# Data shown:
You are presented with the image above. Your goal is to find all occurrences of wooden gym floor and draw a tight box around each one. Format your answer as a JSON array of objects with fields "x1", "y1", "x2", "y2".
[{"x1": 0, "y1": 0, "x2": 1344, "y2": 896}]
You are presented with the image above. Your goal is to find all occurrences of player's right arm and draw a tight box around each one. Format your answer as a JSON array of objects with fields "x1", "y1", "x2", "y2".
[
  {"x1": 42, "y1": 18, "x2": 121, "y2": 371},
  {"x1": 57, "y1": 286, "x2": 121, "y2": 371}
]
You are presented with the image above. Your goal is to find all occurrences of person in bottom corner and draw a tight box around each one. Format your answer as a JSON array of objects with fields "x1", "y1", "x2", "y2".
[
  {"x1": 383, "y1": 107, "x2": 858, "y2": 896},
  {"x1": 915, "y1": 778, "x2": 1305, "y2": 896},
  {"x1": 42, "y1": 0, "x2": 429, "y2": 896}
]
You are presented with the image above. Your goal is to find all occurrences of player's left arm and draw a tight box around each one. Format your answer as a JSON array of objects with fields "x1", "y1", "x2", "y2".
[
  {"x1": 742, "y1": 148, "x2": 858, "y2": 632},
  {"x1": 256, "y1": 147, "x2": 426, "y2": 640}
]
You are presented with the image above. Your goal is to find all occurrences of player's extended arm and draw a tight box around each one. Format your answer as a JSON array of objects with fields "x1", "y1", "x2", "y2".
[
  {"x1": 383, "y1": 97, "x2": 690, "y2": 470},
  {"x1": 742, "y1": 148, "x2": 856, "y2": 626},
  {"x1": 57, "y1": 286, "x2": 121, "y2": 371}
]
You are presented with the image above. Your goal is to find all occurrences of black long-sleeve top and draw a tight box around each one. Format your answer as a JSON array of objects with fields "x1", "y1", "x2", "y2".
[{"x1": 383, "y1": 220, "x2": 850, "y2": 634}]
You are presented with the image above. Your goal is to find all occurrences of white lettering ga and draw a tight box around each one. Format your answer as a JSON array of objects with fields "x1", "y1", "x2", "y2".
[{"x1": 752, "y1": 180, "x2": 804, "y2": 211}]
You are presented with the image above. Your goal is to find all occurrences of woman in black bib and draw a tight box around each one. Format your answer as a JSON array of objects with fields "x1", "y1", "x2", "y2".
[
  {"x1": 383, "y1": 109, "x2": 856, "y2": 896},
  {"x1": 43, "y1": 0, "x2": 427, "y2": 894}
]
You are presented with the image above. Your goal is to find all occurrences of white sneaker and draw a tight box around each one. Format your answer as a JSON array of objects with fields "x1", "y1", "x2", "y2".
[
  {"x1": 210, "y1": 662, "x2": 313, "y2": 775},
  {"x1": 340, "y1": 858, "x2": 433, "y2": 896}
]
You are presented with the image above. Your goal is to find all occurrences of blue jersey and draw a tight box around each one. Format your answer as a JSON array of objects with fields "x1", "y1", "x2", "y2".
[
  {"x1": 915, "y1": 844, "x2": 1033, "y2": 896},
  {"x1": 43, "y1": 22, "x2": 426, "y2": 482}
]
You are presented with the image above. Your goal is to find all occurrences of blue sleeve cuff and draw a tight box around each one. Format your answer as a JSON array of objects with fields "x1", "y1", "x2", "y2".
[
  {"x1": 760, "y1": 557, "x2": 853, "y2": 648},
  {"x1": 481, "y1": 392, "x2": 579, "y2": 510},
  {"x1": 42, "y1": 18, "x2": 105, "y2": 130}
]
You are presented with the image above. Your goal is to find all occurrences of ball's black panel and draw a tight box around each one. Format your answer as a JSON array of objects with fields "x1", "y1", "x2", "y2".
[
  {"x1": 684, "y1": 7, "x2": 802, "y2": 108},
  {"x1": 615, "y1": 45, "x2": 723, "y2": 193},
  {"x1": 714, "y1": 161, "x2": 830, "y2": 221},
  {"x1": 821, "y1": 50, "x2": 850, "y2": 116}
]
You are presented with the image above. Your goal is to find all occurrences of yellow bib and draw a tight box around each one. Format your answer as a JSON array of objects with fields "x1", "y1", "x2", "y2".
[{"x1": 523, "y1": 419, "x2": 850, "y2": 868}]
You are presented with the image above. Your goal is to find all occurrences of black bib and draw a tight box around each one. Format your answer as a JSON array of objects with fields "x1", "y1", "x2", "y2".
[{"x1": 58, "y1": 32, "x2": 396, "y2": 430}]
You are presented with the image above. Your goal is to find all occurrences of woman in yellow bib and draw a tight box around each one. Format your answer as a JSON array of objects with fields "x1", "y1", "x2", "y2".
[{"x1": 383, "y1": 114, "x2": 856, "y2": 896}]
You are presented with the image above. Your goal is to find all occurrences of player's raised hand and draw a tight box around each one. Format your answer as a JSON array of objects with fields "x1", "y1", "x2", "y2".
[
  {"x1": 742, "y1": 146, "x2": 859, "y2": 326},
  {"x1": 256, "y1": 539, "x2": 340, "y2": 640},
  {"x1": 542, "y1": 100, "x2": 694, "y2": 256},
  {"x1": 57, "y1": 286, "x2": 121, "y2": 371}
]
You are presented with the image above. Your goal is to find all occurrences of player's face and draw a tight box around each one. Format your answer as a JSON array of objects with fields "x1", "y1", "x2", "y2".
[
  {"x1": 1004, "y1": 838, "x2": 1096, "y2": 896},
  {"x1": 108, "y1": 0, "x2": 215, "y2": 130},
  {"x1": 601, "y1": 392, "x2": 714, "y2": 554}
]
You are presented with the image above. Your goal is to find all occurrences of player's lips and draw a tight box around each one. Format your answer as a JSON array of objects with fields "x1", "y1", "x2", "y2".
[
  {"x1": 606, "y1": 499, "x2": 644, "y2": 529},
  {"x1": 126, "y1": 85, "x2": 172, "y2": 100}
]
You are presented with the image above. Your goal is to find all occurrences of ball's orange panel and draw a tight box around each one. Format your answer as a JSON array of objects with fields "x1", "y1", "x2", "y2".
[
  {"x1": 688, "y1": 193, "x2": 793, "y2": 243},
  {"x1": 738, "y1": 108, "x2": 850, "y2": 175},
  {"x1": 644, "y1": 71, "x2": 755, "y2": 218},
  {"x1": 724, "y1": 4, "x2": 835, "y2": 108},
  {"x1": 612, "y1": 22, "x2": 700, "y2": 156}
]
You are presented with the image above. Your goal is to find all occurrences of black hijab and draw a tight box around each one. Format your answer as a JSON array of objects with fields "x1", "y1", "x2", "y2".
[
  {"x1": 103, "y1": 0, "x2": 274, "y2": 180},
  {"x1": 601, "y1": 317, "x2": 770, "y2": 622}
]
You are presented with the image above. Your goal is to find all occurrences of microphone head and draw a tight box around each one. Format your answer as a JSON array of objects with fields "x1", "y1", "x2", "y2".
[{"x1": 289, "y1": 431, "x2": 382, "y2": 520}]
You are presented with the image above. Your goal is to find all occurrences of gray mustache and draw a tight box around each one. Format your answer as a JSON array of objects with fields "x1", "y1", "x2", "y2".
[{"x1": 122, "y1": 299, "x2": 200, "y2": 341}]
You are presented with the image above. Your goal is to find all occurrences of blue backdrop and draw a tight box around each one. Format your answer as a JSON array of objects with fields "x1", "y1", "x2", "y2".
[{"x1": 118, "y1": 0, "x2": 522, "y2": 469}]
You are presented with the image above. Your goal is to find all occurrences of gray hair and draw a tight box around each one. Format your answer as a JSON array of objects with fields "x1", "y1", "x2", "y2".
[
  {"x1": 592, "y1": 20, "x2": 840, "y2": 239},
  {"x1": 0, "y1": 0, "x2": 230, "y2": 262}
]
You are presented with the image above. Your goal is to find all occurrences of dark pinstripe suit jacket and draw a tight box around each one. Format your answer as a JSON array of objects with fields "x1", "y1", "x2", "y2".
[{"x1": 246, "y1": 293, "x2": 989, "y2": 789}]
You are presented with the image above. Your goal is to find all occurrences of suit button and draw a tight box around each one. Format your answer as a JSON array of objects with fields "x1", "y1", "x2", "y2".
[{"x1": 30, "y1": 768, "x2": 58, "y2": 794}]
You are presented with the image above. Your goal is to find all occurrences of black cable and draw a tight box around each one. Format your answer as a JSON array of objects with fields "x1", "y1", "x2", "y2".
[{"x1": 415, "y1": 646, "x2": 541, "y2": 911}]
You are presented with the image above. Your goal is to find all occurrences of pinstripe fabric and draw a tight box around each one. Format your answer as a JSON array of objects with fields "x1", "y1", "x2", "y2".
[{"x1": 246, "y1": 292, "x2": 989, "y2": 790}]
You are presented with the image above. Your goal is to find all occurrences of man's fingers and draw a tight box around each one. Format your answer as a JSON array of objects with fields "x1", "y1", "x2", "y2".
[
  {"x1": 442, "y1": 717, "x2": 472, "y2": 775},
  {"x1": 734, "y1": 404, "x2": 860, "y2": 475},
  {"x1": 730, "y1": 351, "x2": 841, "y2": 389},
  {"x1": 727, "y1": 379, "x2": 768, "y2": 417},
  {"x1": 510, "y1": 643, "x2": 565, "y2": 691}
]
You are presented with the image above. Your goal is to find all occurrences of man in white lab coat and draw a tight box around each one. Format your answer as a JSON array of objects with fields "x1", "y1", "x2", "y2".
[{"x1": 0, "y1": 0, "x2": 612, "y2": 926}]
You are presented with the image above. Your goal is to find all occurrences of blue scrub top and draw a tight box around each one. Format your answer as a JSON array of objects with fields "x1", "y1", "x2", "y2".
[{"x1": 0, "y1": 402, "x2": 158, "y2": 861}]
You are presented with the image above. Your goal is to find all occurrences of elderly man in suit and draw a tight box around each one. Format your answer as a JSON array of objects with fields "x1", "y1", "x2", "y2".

# Required work:
Copy the entries above verbatim, from the line containing "occurrences of man's" through the last line of the entries, including both of those lines.

# Final answer:
You are presented with the image above. Your goal is to find all occurrences of man's fingers and draw a tight box around each one. Format your answer as a JSON array of objects with fields "x1", "y1", "x2", "y2".
[
  {"x1": 442, "y1": 717, "x2": 472, "y2": 775},
  {"x1": 734, "y1": 404, "x2": 860, "y2": 475},
  {"x1": 730, "y1": 351, "x2": 841, "y2": 389},
  {"x1": 727, "y1": 379, "x2": 768, "y2": 417},
  {"x1": 510, "y1": 643, "x2": 565, "y2": 691}
]
You are presented with the image above. Your goal is to find all occurrences of man in white lab coat and draw a tight box around each one. Format your answer as a JSON array of objects with fields "x1", "y1", "x2", "y2".
[{"x1": 0, "y1": 0, "x2": 612, "y2": 926}]
You are presented with the image above. Your goal is to find all occurrences of blue scrub top and draw a tight box around each one. Format your answer as a JSON array of objects with fields "x1", "y1", "x2", "y2".
[{"x1": 0, "y1": 402, "x2": 158, "y2": 861}]
You are presented with the image above. Your goal is to find all occurrences of elderly man in suit and draw a tight box around each one. Format your answer as a JSON array of objects with fields "x1", "y1", "x2", "y2".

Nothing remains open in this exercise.